Friday, August 12, 2005

Lost in America

This week, the powers that be have seen fit to send the Bunny out into our nation's heartland. A little fieldwork is good for the soul now and again because we tend, in our business anyway, to get a little myopic from time to time and someplace else drives home the notion that the perfect mocha grande latte is a priority that you and you alone have.

'Course 'round here, that priority is the amount of sausage gravy your biscuits will hold. Coffee is an aside beverage that loosens up and flushes down all that caloric goo that is going to beeline for your weakest arterial wall and hang loose.

"Morning hon. How quick or slow do you want to eat yourself to death today?" It helps to be reading The Virgin Suicides at breakfast. You tend to push that last rash of bacon aside and focus on getting out at noon for a brisk walk.

Or as I did, take the rental car for a spin down the bike path because you took another wrong turn in the dark. Good thing I have cats as pets. They have taught me the "meant to do that all along" affectation that makes me seem just a little less of an east coast idiot in a rented Grand Am.

The hotel is nice as far as children's projects of matchsticks and construction paper go. It has been unceremoniously plopped into the middle of an Indiana cornfield to serve the something traveler (why we can't just all go downtown is beyond me) and kind of stands as a monument to wasted farmland. Here's a tear: In 1900, forty five percent of the average family budget went to feeding themselves. In 2001, that percentage has dropped to five. We are eating more, cheaper, worse food and growing fatter on it. Oh, and we are throwing out what we don't want by the ton.

● **RECORD EXCERPTS**:
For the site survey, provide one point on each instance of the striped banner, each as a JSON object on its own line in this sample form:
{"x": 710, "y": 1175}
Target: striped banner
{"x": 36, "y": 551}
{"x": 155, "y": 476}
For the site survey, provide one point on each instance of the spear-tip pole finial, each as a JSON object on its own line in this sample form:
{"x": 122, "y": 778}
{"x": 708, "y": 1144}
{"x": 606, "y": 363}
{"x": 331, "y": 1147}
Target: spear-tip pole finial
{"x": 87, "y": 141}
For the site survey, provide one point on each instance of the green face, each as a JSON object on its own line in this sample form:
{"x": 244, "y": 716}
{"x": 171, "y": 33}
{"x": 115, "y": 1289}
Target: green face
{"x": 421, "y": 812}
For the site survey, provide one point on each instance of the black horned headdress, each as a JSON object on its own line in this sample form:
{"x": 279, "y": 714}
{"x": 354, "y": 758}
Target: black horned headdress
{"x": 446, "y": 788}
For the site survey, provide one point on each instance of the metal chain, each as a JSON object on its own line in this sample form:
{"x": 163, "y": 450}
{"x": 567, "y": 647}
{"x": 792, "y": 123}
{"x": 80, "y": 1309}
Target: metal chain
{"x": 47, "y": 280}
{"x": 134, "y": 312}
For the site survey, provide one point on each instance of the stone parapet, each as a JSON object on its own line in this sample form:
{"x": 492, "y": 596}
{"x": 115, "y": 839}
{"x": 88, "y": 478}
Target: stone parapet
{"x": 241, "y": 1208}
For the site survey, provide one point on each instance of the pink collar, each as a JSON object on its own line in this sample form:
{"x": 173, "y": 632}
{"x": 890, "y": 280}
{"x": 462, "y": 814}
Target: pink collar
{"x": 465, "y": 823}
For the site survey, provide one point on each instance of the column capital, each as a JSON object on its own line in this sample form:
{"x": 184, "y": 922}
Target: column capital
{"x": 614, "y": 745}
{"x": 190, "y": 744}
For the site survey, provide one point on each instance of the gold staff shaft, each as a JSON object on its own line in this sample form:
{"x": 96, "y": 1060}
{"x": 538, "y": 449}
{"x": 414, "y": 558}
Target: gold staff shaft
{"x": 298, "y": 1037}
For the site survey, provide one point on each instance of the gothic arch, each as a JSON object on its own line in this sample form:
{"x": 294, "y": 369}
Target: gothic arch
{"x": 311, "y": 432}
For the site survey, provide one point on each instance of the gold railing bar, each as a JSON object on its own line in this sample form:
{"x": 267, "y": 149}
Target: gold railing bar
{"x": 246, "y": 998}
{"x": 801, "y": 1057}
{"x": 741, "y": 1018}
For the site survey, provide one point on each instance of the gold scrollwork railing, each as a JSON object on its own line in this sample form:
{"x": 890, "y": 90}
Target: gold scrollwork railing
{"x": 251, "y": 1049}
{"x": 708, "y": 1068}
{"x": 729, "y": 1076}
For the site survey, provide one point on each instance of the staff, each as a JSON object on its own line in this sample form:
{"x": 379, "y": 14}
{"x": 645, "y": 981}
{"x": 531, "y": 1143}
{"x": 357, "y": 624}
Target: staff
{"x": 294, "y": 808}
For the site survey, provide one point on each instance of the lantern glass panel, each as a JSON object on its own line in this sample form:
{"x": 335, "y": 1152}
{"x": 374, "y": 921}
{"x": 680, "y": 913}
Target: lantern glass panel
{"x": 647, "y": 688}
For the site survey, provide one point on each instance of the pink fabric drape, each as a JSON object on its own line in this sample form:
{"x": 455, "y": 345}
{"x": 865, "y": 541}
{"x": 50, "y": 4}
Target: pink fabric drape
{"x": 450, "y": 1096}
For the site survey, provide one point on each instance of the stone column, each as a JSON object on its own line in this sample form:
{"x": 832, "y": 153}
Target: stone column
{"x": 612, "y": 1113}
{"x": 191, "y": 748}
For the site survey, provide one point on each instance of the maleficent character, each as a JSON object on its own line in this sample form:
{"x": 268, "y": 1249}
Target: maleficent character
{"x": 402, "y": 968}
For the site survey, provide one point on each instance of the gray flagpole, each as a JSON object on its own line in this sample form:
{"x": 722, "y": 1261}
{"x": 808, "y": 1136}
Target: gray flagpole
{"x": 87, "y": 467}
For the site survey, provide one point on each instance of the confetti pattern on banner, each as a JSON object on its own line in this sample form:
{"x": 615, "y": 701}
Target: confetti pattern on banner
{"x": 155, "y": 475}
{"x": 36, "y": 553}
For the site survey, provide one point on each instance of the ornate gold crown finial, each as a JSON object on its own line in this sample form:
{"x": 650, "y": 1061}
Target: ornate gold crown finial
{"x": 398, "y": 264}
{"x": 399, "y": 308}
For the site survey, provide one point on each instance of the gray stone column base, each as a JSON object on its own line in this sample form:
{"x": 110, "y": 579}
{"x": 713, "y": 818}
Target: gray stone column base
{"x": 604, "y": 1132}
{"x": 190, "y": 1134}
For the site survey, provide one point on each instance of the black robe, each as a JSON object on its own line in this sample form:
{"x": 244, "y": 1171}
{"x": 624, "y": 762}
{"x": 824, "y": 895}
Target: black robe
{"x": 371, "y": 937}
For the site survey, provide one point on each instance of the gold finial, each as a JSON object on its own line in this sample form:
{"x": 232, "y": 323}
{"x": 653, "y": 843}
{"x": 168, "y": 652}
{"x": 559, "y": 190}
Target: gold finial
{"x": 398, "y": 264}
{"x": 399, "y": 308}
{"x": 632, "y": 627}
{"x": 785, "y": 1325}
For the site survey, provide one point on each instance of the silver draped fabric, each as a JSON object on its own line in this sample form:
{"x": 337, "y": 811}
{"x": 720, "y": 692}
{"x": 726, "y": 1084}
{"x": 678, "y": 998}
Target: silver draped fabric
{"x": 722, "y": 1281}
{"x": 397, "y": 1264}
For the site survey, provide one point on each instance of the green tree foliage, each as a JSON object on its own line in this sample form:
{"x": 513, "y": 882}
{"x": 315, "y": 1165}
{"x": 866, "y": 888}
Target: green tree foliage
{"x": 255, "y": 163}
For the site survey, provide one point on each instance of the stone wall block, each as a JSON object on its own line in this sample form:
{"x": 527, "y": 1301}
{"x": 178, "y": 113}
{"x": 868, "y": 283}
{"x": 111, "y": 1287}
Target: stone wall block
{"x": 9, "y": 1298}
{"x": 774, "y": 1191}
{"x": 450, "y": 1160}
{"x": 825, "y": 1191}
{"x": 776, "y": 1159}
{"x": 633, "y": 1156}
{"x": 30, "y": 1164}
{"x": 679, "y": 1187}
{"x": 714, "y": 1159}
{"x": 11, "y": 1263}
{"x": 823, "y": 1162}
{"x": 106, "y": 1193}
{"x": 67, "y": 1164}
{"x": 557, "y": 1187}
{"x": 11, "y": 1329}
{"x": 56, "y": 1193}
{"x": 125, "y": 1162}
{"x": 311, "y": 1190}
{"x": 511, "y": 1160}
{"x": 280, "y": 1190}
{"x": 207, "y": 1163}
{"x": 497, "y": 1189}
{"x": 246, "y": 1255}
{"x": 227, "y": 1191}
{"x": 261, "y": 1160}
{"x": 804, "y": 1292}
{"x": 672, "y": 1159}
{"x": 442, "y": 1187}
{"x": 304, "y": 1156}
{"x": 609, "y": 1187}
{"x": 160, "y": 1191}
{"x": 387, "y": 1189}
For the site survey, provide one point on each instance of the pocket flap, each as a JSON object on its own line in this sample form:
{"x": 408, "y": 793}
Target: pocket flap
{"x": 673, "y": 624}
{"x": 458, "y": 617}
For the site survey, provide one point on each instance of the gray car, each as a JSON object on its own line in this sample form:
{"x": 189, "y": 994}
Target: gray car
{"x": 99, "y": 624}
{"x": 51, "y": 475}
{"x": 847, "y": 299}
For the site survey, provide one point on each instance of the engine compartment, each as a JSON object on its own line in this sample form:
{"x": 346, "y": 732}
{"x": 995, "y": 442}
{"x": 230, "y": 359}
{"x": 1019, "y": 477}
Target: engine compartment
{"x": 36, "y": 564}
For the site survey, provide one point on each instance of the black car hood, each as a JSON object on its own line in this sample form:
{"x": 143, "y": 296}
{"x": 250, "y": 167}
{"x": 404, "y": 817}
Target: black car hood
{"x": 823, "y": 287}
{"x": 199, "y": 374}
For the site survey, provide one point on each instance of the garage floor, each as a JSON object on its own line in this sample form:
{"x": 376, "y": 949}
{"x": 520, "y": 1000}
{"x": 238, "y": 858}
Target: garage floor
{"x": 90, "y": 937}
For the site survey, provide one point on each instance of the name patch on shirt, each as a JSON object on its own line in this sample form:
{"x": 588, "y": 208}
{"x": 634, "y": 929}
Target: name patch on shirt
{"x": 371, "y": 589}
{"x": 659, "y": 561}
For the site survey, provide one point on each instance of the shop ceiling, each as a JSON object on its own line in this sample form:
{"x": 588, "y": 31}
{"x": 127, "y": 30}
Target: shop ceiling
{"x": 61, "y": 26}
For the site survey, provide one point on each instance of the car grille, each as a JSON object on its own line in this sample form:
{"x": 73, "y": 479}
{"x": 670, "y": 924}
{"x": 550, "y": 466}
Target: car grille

● **WORK TO COMPLETE**:
A. Could you write out the Lost in America post from "This week, the" to "a brisk walk."?
B. How would you sum up the Lost in America post in two sentences?

● **THE SOLUTIONS**:
A.
This week, the powers that be have seen fit to send the Bunny out into our nation's heartland. A little fieldwork is good for the soul now and again because we tend, in our business anyway, to get a little myopic from time to time and someplace else drives home the notion that the perfect mocha grande latte is a priority that you and you alone have.

'Course 'round here, that priority is the amount of sausage gravy your biscuits will hold. Coffee is an aside beverage that loosens up and flushes down all that caloric goo that is going to beeline for your weakest arterial wall and hang loose.

"Morning hon. How quick or slow do you want to eat yourself to death today?" It helps to be reading The Virgin Suicides at breakfast. You tend to push that last rash of bacon aside and focus on getting out at noon for a brisk walk.

B. Sent out into the nation's heartland for fieldwork, the writer finds that breakfast there centers on biscuits and sausage gravy rather than coffee, and after a wrong turn in the dark drives a rented Grand Am down a bike path. The hotel, set in an Indiana cornfield, leads to the point that the share of the family budget spent on food fell from forty-five percent in 1900 to five percent in 2001, while people eat more, cheaper, worse food, grow fatter on it and throw out tons of it.